• [SET TASK] Set out all of the data below as a numbered list, one line per item, with blank lines dropped. Leave the pictures out of your answer.

┄┄┄┄┄┄┄┄┄┄┄┄┄┄┄┄┄┄┄┄

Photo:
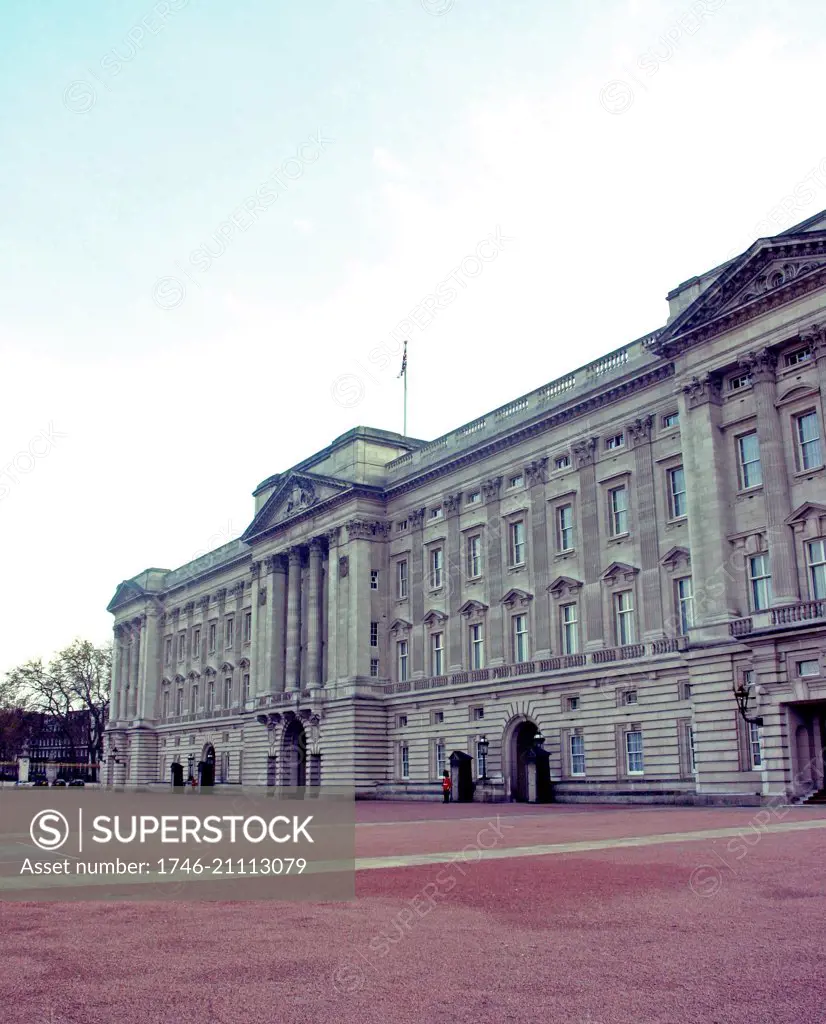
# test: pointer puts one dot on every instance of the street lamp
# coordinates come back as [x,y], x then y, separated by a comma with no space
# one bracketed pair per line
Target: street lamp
[482,749]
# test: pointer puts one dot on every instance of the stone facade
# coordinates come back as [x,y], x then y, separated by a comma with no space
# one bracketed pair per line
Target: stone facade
[601,560]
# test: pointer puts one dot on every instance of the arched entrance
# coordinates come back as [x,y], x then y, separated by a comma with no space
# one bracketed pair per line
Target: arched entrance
[294,759]
[206,767]
[522,737]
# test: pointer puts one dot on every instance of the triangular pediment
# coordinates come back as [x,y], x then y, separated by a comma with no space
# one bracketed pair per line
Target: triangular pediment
[297,494]
[770,272]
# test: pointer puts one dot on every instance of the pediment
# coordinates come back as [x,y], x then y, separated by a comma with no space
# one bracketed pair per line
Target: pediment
[296,494]
[564,585]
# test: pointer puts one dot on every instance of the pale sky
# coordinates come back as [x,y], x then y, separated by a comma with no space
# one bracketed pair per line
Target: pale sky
[616,147]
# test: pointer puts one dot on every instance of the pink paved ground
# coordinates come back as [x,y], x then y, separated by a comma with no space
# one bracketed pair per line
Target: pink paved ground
[605,937]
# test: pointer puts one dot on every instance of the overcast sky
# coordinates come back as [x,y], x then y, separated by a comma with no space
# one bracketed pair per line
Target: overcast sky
[171,334]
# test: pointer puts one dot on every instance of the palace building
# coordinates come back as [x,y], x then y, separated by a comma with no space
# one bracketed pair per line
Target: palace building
[579,580]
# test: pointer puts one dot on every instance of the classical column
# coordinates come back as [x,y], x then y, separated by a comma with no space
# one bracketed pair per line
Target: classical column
[776,493]
[314,614]
[495,638]
[584,453]
[293,619]
[536,479]
[639,433]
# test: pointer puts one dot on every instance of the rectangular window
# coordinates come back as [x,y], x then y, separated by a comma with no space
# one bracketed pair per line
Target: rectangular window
[474,557]
[634,753]
[437,654]
[577,749]
[401,660]
[685,604]
[678,503]
[816,556]
[517,536]
[568,629]
[401,579]
[477,650]
[436,568]
[520,638]
[749,460]
[618,511]
[565,527]
[759,583]
[754,744]
[807,430]
[623,619]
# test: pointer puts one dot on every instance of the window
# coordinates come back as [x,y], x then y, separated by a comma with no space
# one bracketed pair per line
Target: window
[749,459]
[634,753]
[437,653]
[754,751]
[678,504]
[816,556]
[807,430]
[568,629]
[401,579]
[401,660]
[685,603]
[565,527]
[759,582]
[623,617]
[797,356]
[618,511]
[577,749]
[477,650]
[520,638]
[517,535]
[474,556]
[436,568]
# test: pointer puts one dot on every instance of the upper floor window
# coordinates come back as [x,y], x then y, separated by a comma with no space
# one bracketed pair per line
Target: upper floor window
[517,546]
[816,556]
[565,527]
[618,510]
[759,582]
[678,504]
[436,568]
[748,452]
[807,431]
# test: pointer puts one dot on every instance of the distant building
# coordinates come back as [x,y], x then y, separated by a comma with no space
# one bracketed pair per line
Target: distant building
[601,560]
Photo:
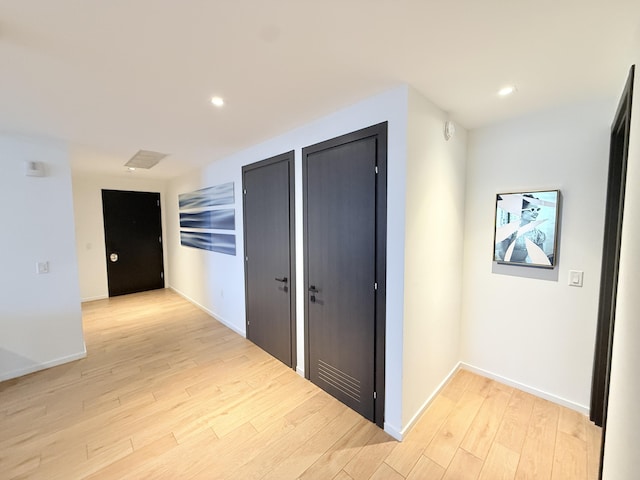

┄┄┄┄┄┄┄┄┄┄┄┄┄┄┄┄┄┄┄┄

• [FULL ANSWER]
1. Photo:
2. # test: pointer puts one dot on every instance of the street lamp
3. # coordinates come back as [x,y], x then y, separated by a comma with no space
4. # one bracketed pair per line
5. Target: street lamp
6. [482,749]
7. # test: pointer puts one dot on every instance of the stone facade
8. # coordinates come back as [x,y], x then y, separated by a comma with no space
9. # one bracketed pair per line
10. Target: stone facade
11. [601,560]
12. # test: pointer puts one dot on every instance of the arched entrance
13. # coordinates come back as [x,y], x then y, separated by a comma with no space
14. # one bracketed pair per line
15. Target: arched entrance
16. [294,759]
17. [206,767]
18. [522,737]
19. # test: pointer puts one dot on every instance of the triangular pediment
20. # coordinates come back as [x,y], x then y, separated by a comma with no space
21. # one bracketed pair per line
22. Target: triangular pediment
23. [297,494]
24. [770,272]
25. # test: pointer puts one dot on every instance of the pediment
26. # coordinates come back as [x,y], x then y, separated by a comma with no space
27. # one bracketed pair per line
28. Target: pediment
29. [296,494]
30. [564,585]
31. # test: pointer puts one dot on every instance of the pale sky
32. # coordinates come back as [x,y], x then y, separated by a comma with no space
33. # one bracketed pair per line
34. Target: pale sky
35. [616,147]
36. # test: pointer puts one dot on every instance of the pink paved ground
37. # coordinates come back as [x,y], x then y, separated by a comma with no space
38. # one bracketed pair per line
39. Target: pink paved ground
40. [605,937]
41. # test: pointer puts one dot on every instance of the overcast sky
42. # coordinates come back as [x,y], x then y, separated by a comma with no space
43. # one bracketed pair per line
44. Target: overcast sky
45. [171,334]
46. # test: pointer puts one dot on every instance of the palace building
47. # coordinates come back as [x,y], x then y, separated by a comma with no space
48. # one bracketed pair per line
49. Target: palace building
50. [579,580]
51. # test: pointer puts one dot on every instance of the classical column
52. # coordinates come back as [x,y], x then y, separated by a comma with no space
53. # one bracketed pair per line
54. Target: classical column
55. [776,493]
56. [314,614]
57. [495,638]
58. [584,453]
59. [293,619]
60. [536,479]
61. [639,433]
62. # test: pointer puts one dot on every instance of the rectangular window
63. # coordinates come back as [x,y], x then y, separated by a comma with no space
64. # one bracketed pair per line
65. Target: rectangular window
66. [474,557]
67. [634,753]
68. [437,654]
69. [577,749]
70. [401,660]
71. [685,604]
72. [678,503]
73. [816,556]
74. [517,536]
75. [568,629]
76. [401,579]
77. [477,650]
78. [436,568]
79. [520,638]
80. [749,460]
81. [618,511]
82. [565,527]
83. [759,583]
84. [754,744]
85. [807,430]
86. [623,619]
87. # test: pointer puts one dot on every instance of the window
88. # coordinates come back as [x,y], x then y, separated by a comma with no space
89. # one bracketed pair per line
90. Target: window
91. [749,459]
92. [634,753]
93. [437,653]
94. [754,751]
95. [678,504]
96. [816,556]
97. [807,430]
98. [568,629]
99. [401,579]
100. [401,660]
101. [685,603]
102. [565,527]
103. [759,582]
104. [623,617]
105. [797,356]
106. [618,511]
107. [577,749]
108. [477,650]
109. [520,638]
110. [517,535]
111. [474,556]
112. [436,568]
113. # test: pointer puts one dot on every instance of the upper floor window
114. # coordinates come back as [x,y], x then y, separated by a comma with no space
115. # one bracketed pair per line
116. Target: upper floor window
117. [517,546]
118. [816,556]
119. [565,527]
120. [618,510]
121. [759,582]
122. [678,504]
123. [436,568]
124. [748,452]
125. [807,431]
126. # test: pointer puts one dot on every instance of the distant building
127. # coordinates come back as [x,y], x then y, separated by a comma with no space
128. # one bracketed pair per line
129. Target: distant building
130. [601,560]
131. Photo:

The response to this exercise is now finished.